(Given instruction a):
In the passage on dividing property in divorce, what price did he bargain the ashtray down to?

(Extract to read):
•••••

Giving Up The Material Stuff: This can be one of the toughest phases of divorce because the object here is tangible and not abstract. There is nothing a person can do to make another love her (or him) or to keep that person from loving someone else. But when it comes down to dividing a shared property, from a fishing cabin in Maine to an ashtray bought in Morocco, concrete victories can be won, and thus antagonisms may boil. Suddenly, something that has always been "ours" becomes "yours" or "mine."

The disputed property is real, not only in terms of economic worth, but as a sentimental souvenir of happier times. Such division of things is even further complicated by the couple's different attitudes toward "his" and "her" property. He may have loved the fishing cabin in Maine because of the leisure time spent on the water. She may have loved it just as much, but because it was the only place she found time to paint. He may want the ashtray because he bargained the price down to $2.00. She may want it because it is the precise color of red she has always loved and rarely found.

•••••

(Task material):
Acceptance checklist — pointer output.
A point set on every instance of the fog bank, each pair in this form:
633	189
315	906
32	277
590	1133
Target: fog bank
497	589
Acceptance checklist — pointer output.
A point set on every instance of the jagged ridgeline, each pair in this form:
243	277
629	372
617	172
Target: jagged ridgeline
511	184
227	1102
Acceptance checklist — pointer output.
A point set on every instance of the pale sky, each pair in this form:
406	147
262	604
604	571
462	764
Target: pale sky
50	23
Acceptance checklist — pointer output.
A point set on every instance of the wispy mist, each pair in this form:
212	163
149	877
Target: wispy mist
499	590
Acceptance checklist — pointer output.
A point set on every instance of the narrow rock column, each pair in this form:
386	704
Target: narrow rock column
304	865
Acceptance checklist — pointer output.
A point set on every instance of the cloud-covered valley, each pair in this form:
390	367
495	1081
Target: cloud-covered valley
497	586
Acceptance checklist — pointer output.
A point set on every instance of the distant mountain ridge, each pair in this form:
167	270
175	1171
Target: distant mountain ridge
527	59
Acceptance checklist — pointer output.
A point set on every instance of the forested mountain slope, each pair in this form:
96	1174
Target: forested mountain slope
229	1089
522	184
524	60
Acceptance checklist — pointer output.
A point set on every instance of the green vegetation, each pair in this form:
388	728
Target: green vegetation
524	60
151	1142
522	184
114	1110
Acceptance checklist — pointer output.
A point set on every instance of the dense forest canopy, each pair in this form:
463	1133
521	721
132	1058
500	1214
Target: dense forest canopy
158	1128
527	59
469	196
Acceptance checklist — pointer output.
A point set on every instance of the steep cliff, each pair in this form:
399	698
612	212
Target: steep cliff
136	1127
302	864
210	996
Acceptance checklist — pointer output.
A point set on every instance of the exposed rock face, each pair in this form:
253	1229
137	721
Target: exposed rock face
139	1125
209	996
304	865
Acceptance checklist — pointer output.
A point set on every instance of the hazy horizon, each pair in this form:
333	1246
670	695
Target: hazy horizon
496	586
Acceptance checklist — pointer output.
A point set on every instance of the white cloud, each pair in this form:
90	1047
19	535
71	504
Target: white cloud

•••••

(Given instruction b):
Which lines of the records contain the string "covered"? List each of those lines in full.

(Correct result a):
$2.00

(Correct result b):
A point set on every instance of the cloud-covered valley, each pair in this form:
Target: cloud-covered valley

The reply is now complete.